Passage to read:
>>>>
Big Idea of Preaching, Evangelical Preaching, expository listening, expository preaching, God's Voice in Preaching, Gospel Preaching, Haddon Robinson Big Idea, Listening to a Sermon, the goal of preaching
I listened to a sermon preached this weekend at a large evangelical church in the suburbs of Chicago. It was not my own church, nor was the speaker an elder or member of the pastoral staff of our church. The congregation and their edifice were much larger and much more suburban than my own assembly. I had high expectations based on the size of the church, for I hoped that the word of God was drawing people to the thousands of seats in this sanctuary. However, I could not have been more disappointed in what I heard. I will not mention the passage or church so as to hide the identity of the speaker in my brief review. First, the person preaching totally missed the Big Idea of the passage — the main idea, the central idea —and substituted his own. His own idea was clever and drew from the personal significance of the textual words in English rather than from the meaning of the combined words, structure, theology, and tone of the text.
That preacher’s struggle to find the central idea in this narrative passage reminded me of the great importance of my task in teaching hermeneutics to my students: We must discern what God has said through the human author and not communicate our own extrinsic idea as the main idea. We are not preaching God’s words if we are not communicating his main idea through the author, no matter how clever, creative, or cool our idea sounds.
Second, for a theological issue in the passage he did not understand, the preacher attempted to explain it by means of an analogy. It was a good attempt, but it showed little concern for his people’s need for a correct theological understanding. It would have been good for him to give more thought and study to the issue and present accurate theology to those he served. Who knows if his listeners ever will have this theological error corrected even as they attempt to build their lives and theological knowledge on the error?
<<<<
Stored entries:
>>>>
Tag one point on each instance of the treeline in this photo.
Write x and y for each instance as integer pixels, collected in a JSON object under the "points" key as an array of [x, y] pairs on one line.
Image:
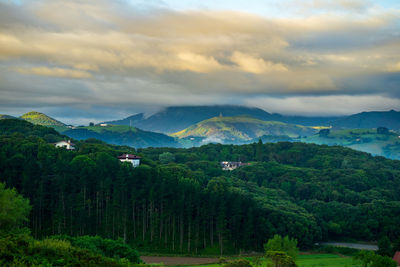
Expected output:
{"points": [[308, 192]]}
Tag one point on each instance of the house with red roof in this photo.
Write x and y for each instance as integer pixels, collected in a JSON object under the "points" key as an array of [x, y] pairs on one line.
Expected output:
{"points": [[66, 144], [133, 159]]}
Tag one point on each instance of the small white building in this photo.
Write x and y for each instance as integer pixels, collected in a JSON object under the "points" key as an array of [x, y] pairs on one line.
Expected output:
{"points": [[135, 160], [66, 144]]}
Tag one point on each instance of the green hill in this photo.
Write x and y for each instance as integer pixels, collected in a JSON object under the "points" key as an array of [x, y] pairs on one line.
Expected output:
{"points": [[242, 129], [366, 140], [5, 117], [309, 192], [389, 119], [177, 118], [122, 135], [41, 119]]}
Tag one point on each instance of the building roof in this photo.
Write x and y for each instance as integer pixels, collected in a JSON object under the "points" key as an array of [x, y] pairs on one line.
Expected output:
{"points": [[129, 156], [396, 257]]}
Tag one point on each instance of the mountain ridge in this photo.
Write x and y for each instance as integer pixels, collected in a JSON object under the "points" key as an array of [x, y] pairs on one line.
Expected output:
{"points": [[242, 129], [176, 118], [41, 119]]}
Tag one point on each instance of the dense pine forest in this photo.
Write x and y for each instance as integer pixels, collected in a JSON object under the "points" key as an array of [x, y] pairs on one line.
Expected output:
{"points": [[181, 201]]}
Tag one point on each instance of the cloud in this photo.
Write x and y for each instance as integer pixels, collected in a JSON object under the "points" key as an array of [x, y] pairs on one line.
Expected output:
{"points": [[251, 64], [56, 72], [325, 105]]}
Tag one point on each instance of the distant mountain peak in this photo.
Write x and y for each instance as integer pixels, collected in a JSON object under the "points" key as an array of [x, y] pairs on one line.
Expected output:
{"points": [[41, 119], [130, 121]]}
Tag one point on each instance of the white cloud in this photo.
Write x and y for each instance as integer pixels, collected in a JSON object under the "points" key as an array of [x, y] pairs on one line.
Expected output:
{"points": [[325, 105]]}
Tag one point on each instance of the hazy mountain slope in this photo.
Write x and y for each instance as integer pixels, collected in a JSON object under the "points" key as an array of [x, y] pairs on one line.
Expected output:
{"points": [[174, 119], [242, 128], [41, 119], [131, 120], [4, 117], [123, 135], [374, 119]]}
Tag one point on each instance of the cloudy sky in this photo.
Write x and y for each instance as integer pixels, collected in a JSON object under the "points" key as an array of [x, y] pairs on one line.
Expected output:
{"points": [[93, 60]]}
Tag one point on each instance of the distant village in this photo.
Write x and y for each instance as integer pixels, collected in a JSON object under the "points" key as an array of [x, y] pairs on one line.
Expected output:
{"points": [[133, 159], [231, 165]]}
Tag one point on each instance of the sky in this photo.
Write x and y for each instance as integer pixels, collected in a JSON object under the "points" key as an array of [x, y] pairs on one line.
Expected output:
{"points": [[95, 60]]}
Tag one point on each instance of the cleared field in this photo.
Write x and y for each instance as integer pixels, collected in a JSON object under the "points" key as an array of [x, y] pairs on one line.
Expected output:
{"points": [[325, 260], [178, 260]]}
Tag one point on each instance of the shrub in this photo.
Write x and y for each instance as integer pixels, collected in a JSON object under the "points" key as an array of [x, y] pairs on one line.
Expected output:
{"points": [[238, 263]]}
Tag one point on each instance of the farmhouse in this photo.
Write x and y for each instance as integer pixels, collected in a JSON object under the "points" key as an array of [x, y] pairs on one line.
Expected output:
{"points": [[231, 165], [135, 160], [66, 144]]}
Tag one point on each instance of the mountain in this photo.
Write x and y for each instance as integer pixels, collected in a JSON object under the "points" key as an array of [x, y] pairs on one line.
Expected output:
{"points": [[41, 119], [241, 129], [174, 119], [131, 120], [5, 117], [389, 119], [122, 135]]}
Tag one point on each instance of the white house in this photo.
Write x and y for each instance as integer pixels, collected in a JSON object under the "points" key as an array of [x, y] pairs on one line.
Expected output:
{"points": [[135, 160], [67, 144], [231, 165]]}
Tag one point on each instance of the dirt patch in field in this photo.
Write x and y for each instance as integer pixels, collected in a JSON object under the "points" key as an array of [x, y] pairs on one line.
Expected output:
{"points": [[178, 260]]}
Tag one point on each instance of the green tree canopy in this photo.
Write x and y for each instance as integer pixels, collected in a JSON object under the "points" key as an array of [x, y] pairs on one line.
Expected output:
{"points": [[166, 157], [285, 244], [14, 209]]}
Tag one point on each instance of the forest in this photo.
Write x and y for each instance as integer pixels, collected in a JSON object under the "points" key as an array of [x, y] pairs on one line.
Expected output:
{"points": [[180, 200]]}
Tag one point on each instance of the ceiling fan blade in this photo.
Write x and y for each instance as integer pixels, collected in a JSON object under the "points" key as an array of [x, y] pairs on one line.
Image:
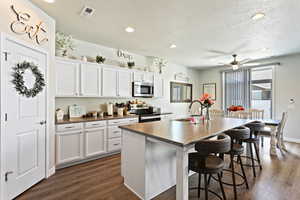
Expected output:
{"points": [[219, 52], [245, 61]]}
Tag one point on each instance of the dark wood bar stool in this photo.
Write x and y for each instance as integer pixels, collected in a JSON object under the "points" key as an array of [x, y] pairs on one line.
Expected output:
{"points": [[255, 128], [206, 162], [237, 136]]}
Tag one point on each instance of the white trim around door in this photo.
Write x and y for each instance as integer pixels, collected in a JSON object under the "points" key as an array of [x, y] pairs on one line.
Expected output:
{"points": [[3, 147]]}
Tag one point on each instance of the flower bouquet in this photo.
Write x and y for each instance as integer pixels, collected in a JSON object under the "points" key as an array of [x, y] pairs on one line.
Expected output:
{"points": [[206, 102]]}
<<<<
In the sermon review, the preacher's idea drew on the personal significance of the English words rather than on the meaning of certain aspects of the text. List those aspects.

- Combined words
- Structure
- Theology
- Tone